START Document passage

Actress Ellen Pompeo may be best known for portraying Dr. Meredith Grey on the long-running medical drama Grey's Anatomy. But when she's off-screen, she's a mom of three who's worked for years with Los Angeles' Baby2Baby, an organization that provides low-income children with diapers, clothing, and all the basic necessities. This year alone, the group will serve more than 150,000 kids by distributing to nonprofit partner organizations including homeless and domestic violence shelters, Head Start programs, and children's hospitals. Most recently, Pompeo partnered with the group to accept a generous donation from Pull-Ups.
"Potty training is an important milestone for toddlers, and it's also an opportunity for parents to work together with their children," the actress noted. "However, not all families have access to the right potty training tools to get started and stick with it. That's why I am excited to accept a donation of 500,000 Pull-Ups Training Pants to Baby2Baby families in need."
At Baby2Baby and Pull-Ups event in Los Angeles, Pompeo chatted with us about her philanthropic work, what works when it comes to potty training in her own home, and raising her three kids—Stella, 7, Sienna, 3, and Eli, 8 months.
Q: What inspired you to get involved with Baby2Baby?
A: I supported Kelly [Sawyer Patricof] since the day I met her. Kelly and Norah [Weinstein] both, the work that they do [as co-presidents of Baby2Baby] here is so important, so how could you not support them? And this event, Huggies is involved also, and I've worked for them separately, so they're two companies I really love. Anytime they're willing to donate this many diapers and help these families, I'm happy to show up!
Q: Is there a particular highlight of your work with Baby2Baby and Huggies that stands out to you?
A: When you hear the statistics about how many families are in need of something as simple as a diaper, then that really hits home and tears at your heart. Diapers are super-expensive, and you need a lot of them. It's incredible that Huggies is involved and donates such a volume. After Katrina, I worked with Huggies, and they [donated] diapers, so Huggies has stepped up so many times and given diapers.

END Document passage

What you will do.
• 1. Name the three children of Ellen Pompeo given in the Ellen Pompeo article, each with the age it states.
• 2. Continue the Ellen Pompeo article from the point where it stops.

START Dataset extract

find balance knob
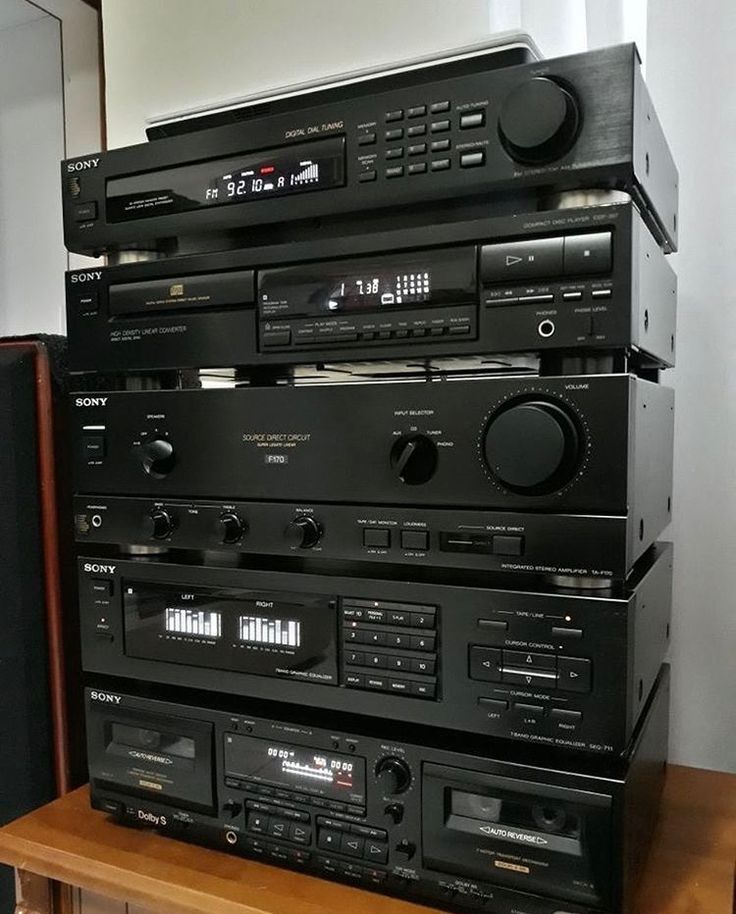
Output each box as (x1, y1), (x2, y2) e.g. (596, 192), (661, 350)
(391, 434), (437, 486)
(376, 756), (411, 796)
(485, 400), (581, 495)
(217, 511), (245, 545)
(498, 76), (580, 165)
(139, 438), (176, 479)
(145, 510), (174, 540)
(284, 514), (322, 549)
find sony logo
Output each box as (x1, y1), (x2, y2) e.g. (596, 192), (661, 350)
(69, 270), (102, 282)
(128, 749), (174, 765)
(479, 825), (549, 844)
(138, 809), (166, 825)
(89, 692), (123, 705)
(66, 156), (100, 174)
(84, 562), (118, 574)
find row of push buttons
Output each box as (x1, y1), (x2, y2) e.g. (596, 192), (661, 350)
(468, 644), (592, 692)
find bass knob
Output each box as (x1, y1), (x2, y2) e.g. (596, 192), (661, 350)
(498, 76), (581, 165)
(284, 514), (322, 549)
(485, 399), (582, 495)
(145, 509), (174, 540)
(138, 438), (176, 479)
(391, 434), (437, 486)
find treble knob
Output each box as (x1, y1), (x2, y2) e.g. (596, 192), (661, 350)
(485, 399), (582, 495)
(145, 509), (174, 540)
(391, 434), (437, 486)
(284, 514), (322, 549)
(138, 438), (176, 479)
(376, 755), (411, 796)
(498, 76), (580, 165)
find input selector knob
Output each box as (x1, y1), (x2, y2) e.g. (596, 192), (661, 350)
(217, 511), (246, 545)
(284, 514), (322, 549)
(376, 756), (411, 796)
(145, 510), (174, 540)
(138, 438), (176, 479)
(498, 76), (580, 165)
(391, 434), (437, 486)
(485, 400), (581, 495)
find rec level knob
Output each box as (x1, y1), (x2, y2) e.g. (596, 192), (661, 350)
(139, 438), (176, 479)
(485, 400), (581, 495)
(284, 514), (322, 549)
(217, 511), (245, 545)
(376, 756), (411, 796)
(391, 434), (437, 486)
(498, 76), (580, 165)
(146, 510), (174, 540)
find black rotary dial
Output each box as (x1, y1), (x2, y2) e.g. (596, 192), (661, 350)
(391, 434), (437, 486)
(484, 398), (583, 495)
(498, 76), (580, 165)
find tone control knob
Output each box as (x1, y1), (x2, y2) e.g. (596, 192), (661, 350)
(284, 514), (322, 549)
(498, 76), (580, 165)
(138, 438), (176, 479)
(391, 434), (437, 486)
(485, 400), (581, 495)
(217, 511), (245, 545)
(376, 755), (411, 796)
(145, 509), (174, 540)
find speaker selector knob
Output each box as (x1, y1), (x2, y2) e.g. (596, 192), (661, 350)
(145, 510), (174, 540)
(138, 438), (176, 479)
(498, 76), (580, 165)
(217, 511), (246, 545)
(376, 755), (411, 796)
(485, 399), (582, 495)
(284, 514), (322, 549)
(391, 434), (437, 486)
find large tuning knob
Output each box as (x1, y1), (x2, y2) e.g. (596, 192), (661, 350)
(391, 434), (437, 486)
(485, 400), (581, 495)
(376, 755), (411, 796)
(498, 76), (580, 165)
(138, 438), (176, 479)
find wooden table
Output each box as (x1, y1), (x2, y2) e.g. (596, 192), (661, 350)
(0, 766), (736, 914)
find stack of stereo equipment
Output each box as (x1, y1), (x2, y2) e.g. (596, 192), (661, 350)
(62, 45), (677, 914)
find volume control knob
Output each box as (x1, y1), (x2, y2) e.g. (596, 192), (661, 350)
(498, 76), (580, 165)
(138, 438), (176, 479)
(145, 510), (174, 540)
(284, 514), (322, 549)
(376, 755), (411, 796)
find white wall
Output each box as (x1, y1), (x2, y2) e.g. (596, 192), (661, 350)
(0, 16), (66, 335)
(102, 0), (488, 147)
(647, 0), (736, 771)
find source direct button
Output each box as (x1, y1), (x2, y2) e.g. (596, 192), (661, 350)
(401, 530), (429, 552)
(468, 644), (501, 682)
(480, 238), (563, 282)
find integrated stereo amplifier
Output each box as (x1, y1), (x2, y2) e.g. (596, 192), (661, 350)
(73, 375), (673, 577)
(62, 44), (677, 255)
(79, 544), (672, 754)
(66, 203), (677, 372)
(86, 667), (669, 914)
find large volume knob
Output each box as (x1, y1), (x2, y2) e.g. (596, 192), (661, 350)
(391, 434), (437, 486)
(498, 76), (580, 165)
(217, 511), (245, 545)
(284, 514), (322, 549)
(485, 400), (580, 495)
(376, 755), (411, 796)
(145, 510), (174, 540)
(138, 438), (176, 479)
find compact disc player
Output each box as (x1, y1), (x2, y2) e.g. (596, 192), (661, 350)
(86, 666), (669, 914)
(62, 44), (677, 255)
(78, 544), (672, 755)
(66, 203), (677, 372)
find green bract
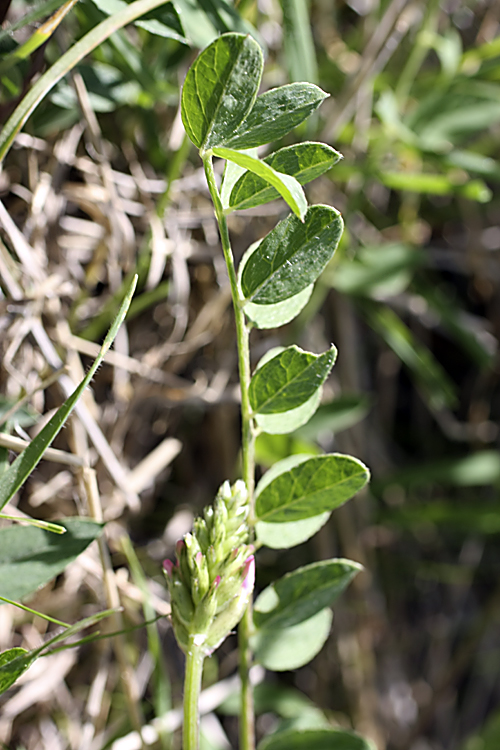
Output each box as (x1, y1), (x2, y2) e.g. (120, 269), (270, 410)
(164, 482), (255, 654)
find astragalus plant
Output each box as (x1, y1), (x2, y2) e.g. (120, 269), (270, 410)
(164, 33), (370, 750)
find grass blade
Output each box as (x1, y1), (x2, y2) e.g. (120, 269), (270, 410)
(0, 280), (137, 509)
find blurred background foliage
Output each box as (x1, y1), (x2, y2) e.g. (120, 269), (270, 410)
(0, 0), (500, 750)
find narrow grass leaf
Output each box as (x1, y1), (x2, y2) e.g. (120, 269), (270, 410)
(257, 727), (377, 750)
(229, 142), (342, 211)
(254, 559), (362, 629)
(213, 147), (307, 220)
(220, 83), (328, 149)
(240, 205), (344, 305)
(249, 345), (337, 414)
(250, 607), (333, 672)
(0, 648), (35, 695)
(0, 0), (77, 75)
(0, 518), (102, 600)
(181, 34), (264, 150)
(0, 276), (137, 509)
(256, 453), (369, 523)
(0, 0), (170, 161)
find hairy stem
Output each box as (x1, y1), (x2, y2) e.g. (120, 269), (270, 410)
(182, 636), (205, 750)
(201, 152), (255, 750)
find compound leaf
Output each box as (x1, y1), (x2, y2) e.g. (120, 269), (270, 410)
(223, 83), (328, 149)
(249, 346), (337, 414)
(240, 205), (344, 305)
(256, 453), (369, 523)
(229, 142), (342, 210)
(254, 559), (362, 629)
(181, 34), (264, 149)
(213, 147), (307, 221)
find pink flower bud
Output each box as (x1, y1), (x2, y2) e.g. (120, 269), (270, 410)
(241, 555), (255, 595)
(163, 560), (174, 578)
(175, 539), (186, 557)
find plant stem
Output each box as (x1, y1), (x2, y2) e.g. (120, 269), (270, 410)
(200, 151), (255, 750)
(182, 636), (205, 750)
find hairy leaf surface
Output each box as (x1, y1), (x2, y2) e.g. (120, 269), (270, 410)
(220, 83), (328, 149)
(254, 559), (362, 628)
(214, 147), (307, 220)
(256, 453), (369, 523)
(249, 346), (337, 414)
(241, 205), (343, 305)
(229, 142), (342, 210)
(181, 34), (264, 149)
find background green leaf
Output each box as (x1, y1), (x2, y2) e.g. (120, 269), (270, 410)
(0, 647), (35, 695)
(250, 608), (333, 672)
(258, 728), (375, 750)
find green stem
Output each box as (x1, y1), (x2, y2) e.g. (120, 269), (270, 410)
(200, 151), (255, 750)
(182, 636), (205, 750)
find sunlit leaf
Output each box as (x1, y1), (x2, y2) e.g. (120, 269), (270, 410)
(181, 34), (264, 150)
(229, 142), (342, 210)
(213, 147), (307, 219)
(249, 346), (337, 414)
(240, 205), (343, 305)
(256, 453), (369, 523)
(221, 83), (328, 149)
(254, 559), (362, 629)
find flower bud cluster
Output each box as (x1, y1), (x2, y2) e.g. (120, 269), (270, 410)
(163, 481), (255, 654)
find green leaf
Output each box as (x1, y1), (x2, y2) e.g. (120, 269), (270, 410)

END Dataset extract

Your responses.
• 1. Stella, 7; Sienna, 3; Eli, 8 months

• 2.
Q: What was something that really surprised you the most while you were potty-training your kids?
A: I think stickers really work. It was a method that really worked for me. We're not quite there with Eli yet, but certainly with Sienna, that's what we do. I think when I'm not around, my husband [Chris Ivery] offers lollipops, which kind of gets me in trouble! But I don't know anything about the lollipops, I only know about the stickers...
Q: How has your eldest Stella been as a big sister to your younger two? Has she helped you with potty-training?
A: She's super-helpful. Her little sister is a handful, so she's amazing! I mean, I'm very lucky I have a lot of great people who help me, and I have help from wherever I can get it!
Q: This cause is about people supporting parents — and particularly, moms helping other moms. Unfortunately, on the internet, moms sometimes encounter judgment—maybe even shaming. What's your take on that?
A: Kindness just goes so much further. Everybody has their own story, and everybody's situation is different, so no judgment—only kindness.
Q: What is the ultimate takeaway you want people to have about Baby2Baby's work and how they can get involved?
A: Anywhere that you can be of service to someone else, no matter how small, makes a difference. I think sometimes people feel like, "I can't do enough," or "I can only do this little bit." Any act of kindness, no matter how small, will always be impactful.